STATED TASK | Locate every line in the listing below containing the word "that", and copy each such line in full.

TASK MATERIAL |

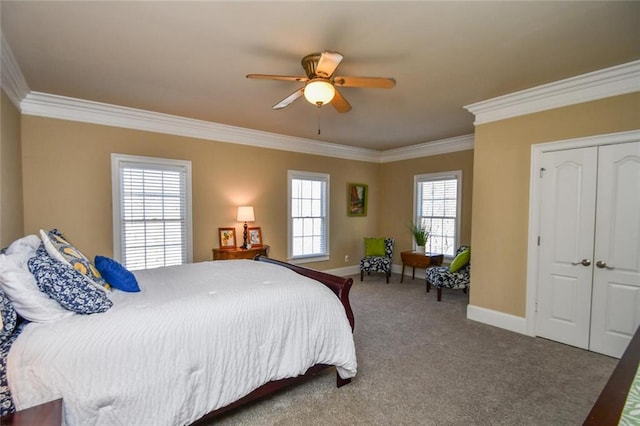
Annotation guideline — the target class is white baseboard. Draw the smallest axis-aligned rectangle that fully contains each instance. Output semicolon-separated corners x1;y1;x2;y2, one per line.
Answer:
467;305;527;334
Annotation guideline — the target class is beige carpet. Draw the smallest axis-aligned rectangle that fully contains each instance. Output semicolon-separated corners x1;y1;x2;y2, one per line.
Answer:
205;275;617;425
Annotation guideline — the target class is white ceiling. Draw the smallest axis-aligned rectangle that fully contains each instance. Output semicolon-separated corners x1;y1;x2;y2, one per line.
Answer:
0;0;640;150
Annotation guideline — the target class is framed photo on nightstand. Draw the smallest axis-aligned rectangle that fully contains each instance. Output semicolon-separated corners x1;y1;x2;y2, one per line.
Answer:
218;228;236;249
247;227;262;247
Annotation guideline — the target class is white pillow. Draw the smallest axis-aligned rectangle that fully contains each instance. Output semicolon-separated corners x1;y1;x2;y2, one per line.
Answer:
6;235;41;257
0;253;73;322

RESULT FOR THIS EXERCISE |
Annotation guideline — the target class is white baseboard. Draw the smallest axis-aligned rectangle that fully contains each instance. Output semicolon-separated corners x1;y1;x2;y2, one per line.
Annotation guideline — the target class is beige carpet. Draw the smallest axis-aligned rectangle that fully contains each instance. Output semicolon-separated corners x1;y1;x2;y2, one per line.
Annotation guideline — the target class is white ceiling. Draw the smallest axis-aligned rectangle that fully contains each instance. Output semicolon-separated corners x1;y1;x2;y2, one per line.
Annotation guideline — the target class is framed photo on nightstand. Draw the smallest axis-aligned rectangle that fully contains each instance. Output semicolon-separated corners x1;y1;x2;y2, one per line.
Annotation guideline — the target class is white pillow. Draw the smallest axis-aligned rectangle that fully contains each instance. Output semicolon-separated corners x1;y1;x2;y2, one per line.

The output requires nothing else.